*EXERCISE REQUIREMENTS*:
1. According to the passage on Imaginary Prisons, how many etchings did the series begin as?
2. Decide whether each statement agrees with the passage on Imaginary Prisons: (a) the series was reworked a decade after it began; (b) Piranesi's father was a painter; (c) Piranesi meant the piece to feel claustrophobic to view. Answer yes or no for each and quote the deciding words.

*TEXT FOR ANALYSIS*:
★ ★ ★ ★ ★

Imaginary Prisons
“I need to produce great ideas, and I believe that if I were commissioned to design a new universe, I would be mad enough to undertake it.” states Piranesi (The Met, 2017).
Imaginary Prisons (1745) are interesting because of the technique employed within their creation and the composition within. Piranesi has created vast spaces of Roman and Baroque ruins drawn in an exaggerated scale and using a perspective that has been manipulated. His intention being to create a piece that is claustrophobic to view.
Imaginary Prisons began as a series of 14 etchings and were reworked a decade later when deeper shadows and items of torture were added with the intention of making what was already sinister more so. The subsequent 16 works served to demonstrate Piranesi was an accomplished architect and an inspired fantasist. It’s obvious Piranesi has an understanding of architecture (his father was a stonemason and master builder) and a tendency for the extreme.

★ ★ ★ ★ ★

[Saved data entries]
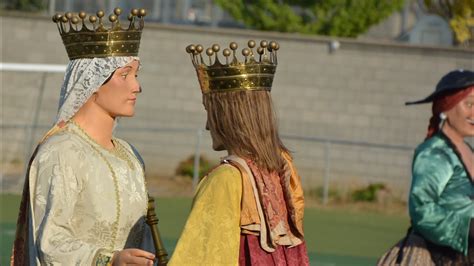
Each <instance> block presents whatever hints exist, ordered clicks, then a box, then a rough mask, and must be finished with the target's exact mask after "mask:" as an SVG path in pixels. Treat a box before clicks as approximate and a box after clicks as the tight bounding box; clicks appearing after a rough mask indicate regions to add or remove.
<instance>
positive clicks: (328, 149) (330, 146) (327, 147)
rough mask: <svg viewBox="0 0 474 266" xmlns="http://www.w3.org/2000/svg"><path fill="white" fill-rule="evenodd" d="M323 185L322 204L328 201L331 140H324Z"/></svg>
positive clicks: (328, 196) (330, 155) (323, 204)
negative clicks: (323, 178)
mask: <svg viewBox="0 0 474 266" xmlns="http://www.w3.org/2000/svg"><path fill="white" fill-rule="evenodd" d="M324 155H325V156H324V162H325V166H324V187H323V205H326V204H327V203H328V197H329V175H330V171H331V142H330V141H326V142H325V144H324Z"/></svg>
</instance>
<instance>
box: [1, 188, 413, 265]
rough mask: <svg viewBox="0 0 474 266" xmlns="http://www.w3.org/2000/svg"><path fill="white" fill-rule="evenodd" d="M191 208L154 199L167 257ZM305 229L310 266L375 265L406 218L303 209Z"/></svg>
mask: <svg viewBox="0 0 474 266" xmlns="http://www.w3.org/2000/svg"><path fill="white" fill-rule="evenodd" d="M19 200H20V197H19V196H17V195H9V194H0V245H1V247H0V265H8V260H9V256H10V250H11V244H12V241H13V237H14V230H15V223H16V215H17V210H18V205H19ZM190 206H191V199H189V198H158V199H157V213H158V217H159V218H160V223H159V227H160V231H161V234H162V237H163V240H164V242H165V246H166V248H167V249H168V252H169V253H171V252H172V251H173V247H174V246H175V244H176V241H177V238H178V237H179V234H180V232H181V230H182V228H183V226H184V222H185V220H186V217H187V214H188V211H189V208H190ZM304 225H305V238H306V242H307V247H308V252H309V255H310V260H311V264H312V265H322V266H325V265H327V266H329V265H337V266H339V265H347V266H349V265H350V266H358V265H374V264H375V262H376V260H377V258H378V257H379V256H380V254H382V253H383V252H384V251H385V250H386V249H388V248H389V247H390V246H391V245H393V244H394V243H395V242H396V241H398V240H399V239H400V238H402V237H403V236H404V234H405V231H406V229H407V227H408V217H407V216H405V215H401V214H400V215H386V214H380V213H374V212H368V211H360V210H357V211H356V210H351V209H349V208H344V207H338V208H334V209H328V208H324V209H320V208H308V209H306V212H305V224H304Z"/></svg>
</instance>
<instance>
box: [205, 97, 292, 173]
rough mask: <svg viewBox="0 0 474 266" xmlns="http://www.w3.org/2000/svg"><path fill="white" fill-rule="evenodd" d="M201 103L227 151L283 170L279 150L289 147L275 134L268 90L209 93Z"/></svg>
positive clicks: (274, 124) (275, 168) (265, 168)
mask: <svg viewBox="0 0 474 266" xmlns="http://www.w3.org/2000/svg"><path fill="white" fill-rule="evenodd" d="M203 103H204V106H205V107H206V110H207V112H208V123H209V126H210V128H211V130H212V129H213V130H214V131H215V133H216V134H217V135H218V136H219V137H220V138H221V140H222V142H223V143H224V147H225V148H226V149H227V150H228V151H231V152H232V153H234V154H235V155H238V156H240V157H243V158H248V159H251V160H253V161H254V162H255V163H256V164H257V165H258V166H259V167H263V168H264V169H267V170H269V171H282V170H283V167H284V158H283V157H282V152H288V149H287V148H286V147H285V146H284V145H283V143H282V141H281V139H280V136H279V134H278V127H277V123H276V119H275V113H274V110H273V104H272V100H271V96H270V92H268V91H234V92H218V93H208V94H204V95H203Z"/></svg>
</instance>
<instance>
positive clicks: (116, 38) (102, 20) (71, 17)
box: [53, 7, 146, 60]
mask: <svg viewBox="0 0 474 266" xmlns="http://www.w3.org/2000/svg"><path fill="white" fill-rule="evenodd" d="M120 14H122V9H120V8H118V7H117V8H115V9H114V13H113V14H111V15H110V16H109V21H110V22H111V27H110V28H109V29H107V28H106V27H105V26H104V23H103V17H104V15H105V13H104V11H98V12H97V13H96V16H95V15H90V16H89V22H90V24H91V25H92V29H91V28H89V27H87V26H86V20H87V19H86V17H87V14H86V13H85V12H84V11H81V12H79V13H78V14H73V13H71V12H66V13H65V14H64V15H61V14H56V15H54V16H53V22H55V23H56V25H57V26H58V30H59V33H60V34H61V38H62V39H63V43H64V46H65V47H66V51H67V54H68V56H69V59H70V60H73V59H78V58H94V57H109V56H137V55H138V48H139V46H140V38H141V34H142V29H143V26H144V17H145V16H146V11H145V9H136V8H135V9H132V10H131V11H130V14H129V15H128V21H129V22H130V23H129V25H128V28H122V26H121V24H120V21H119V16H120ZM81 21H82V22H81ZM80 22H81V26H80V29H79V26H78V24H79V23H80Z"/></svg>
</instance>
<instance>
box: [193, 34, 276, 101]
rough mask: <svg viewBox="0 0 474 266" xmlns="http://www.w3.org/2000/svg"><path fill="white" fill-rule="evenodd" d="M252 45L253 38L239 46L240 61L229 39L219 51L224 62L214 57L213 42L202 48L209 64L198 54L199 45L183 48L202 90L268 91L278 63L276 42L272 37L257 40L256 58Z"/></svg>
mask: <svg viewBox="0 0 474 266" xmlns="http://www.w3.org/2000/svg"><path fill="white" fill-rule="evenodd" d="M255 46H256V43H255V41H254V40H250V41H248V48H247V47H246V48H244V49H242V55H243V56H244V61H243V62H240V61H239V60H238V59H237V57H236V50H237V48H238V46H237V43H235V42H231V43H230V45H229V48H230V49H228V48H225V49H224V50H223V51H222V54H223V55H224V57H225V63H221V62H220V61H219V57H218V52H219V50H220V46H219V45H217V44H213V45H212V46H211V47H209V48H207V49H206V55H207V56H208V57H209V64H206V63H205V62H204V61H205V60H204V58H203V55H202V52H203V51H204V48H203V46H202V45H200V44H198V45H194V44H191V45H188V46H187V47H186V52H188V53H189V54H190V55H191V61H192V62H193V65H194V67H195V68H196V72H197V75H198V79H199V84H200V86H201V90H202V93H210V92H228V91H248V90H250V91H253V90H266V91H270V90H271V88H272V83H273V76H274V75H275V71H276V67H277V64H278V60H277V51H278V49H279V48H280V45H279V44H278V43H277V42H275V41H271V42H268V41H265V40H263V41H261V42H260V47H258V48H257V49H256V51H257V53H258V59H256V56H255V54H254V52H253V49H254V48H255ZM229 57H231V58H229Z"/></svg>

★ ★ ★ ★ ★

*RESPONSES*:
1. 14 etchings.

2.
(a) Yes: "were reworked a decade later"
(b) No: "his father was a stonemason and master builder"
(c) Yes: "His intention being to create a piece that is claustrophobic to view."